↓

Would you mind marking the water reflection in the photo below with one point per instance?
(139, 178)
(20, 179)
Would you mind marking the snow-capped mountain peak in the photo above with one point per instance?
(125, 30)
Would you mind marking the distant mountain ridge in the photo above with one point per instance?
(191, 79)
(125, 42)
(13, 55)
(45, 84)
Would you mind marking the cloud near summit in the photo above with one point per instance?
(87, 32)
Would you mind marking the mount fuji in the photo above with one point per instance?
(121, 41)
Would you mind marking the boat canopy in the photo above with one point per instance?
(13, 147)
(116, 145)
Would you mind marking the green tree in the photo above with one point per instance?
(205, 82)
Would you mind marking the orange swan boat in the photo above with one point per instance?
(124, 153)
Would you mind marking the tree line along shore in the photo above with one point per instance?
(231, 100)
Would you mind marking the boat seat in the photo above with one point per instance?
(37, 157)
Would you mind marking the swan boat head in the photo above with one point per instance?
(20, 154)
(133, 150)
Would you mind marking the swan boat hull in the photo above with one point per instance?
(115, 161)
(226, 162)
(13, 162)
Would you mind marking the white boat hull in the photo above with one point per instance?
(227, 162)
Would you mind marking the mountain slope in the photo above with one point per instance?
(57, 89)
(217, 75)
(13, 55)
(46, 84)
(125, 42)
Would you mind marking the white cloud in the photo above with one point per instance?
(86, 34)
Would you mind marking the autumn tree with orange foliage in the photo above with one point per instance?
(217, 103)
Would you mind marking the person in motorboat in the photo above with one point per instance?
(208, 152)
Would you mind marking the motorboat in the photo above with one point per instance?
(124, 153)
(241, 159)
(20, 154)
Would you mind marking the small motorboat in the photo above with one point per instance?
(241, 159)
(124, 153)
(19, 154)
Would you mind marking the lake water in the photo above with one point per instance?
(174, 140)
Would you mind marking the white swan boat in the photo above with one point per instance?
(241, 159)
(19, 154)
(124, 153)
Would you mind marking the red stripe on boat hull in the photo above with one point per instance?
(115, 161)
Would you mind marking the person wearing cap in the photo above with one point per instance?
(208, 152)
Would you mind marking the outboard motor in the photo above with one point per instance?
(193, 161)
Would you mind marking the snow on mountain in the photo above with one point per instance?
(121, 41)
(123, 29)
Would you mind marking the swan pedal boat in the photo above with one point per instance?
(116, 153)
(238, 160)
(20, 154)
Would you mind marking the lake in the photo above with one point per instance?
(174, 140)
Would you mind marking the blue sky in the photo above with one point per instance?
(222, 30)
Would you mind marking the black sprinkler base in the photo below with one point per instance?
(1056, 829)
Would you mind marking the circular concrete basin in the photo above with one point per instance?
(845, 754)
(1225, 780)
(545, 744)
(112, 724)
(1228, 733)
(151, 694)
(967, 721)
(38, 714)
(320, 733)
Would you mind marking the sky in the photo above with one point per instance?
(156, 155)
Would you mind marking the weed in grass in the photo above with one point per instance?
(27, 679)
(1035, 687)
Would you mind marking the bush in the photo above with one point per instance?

↑

PROBLEM DESCRIPTION
Output the whole of the material above, exactly.

FINISHED EXERCISE
Would you mind marking the water reflection in the photo below with one point per instance?
(139, 178)
(20, 179)
Would you mind marking the snow-capped mountain peak in the photo above with one point per instance?
(125, 30)
Would you mind marking the distant mountain ridge in the photo above with one point per instance?
(191, 79)
(125, 42)
(13, 55)
(45, 84)
Would you mind marking the cloud near summit in the photo above with one point per instance?
(87, 32)
Would you mind marking the mount fuji in the photo above with one point per instance?
(121, 41)
Would you mind marking the boat canopy in the photo above with one point per instance?
(13, 147)
(116, 145)
Would you mind marking the green tree in the photo above with one point per instance?
(205, 82)
Would you mind marking the orange swan boat in the photo above with one point per instance?
(124, 153)
Would you mind marking the tree line along shore in the photo above with one point per instance?
(231, 100)
Would you mind marking the boat seat in the photo above with one point per instance?
(37, 157)
Would you mind marking the swan boat head in the photo above with one point per instance?
(20, 154)
(133, 150)
Would you mind marking the swan boat hull in the photo above with one point per instance?
(115, 161)
(226, 162)
(13, 162)
Would you mind marking the white boat hull in the photo above with one point per instance?
(227, 162)
Would you mind marking the mountain slope in the photo above with one point per instance?
(57, 89)
(217, 75)
(13, 55)
(46, 84)
(125, 42)
Would you mind marking the white cloud in the photo above with one point per instance?
(86, 34)
Would you mind marking the autumn tree with orange foliage in the photo above with one point per instance?
(217, 103)
Would you mind marking the person in motorboat in the photo above with one point per instance?
(208, 152)
Would you mind marking the motorboat in the photo above with one point per instance?
(124, 153)
(241, 159)
(20, 154)
Would you mind marking the small motorboat in the photo above with one point per instance?
(241, 159)
(124, 153)
(19, 154)
Would you mind marking the lake water in the photo above with one point per instance?
(174, 140)
Would you mind marking the white swan boat in the photo above with one point per instance?
(241, 159)
(19, 154)
(124, 153)
Would you mind marking the red stripe on boat hull in the photo above with one point per instance?
(115, 161)
Would you mind marking the person wearing cap in the photo above with one point per instance?
(208, 152)
Would you mind marking the outboard motor in the photo above with one point per instance?
(193, 161)
Would you mind marking the snow on mountain in the photo above with one point per instance?
(121, 41)
(123, 29)
Would you mind marking the swan pedal boat in the photo above with one point per instance?
(116, 153)
(238, 160)
(20, 154)
Would you mind marking the lake in the photo above with one point per instance?
(174, 140)
Would you mind marking the blue sky in the photo above with one point per instance?
(222, 30)
Would you mind marking the black sprinkler base in the photo below with one point per instance?
(1056, 829)
Would you mind marking the circular concrete basin in the photo above with one point per instance?
(845, 754)
(1225, 780)
(545, 744)
(112, 724)
(1228, 733)
(151, 694)
(967, 721)
(38, 714)
(320, 733)
Would you mind marking the sky in the photo above with one point per instance?
(156, 155)
Would you mind marking the weed in grass in the photo above with one point per instance?
(27, 679)
(1035, 687)
Would you mind marking the bush in the photo above with one point per instance?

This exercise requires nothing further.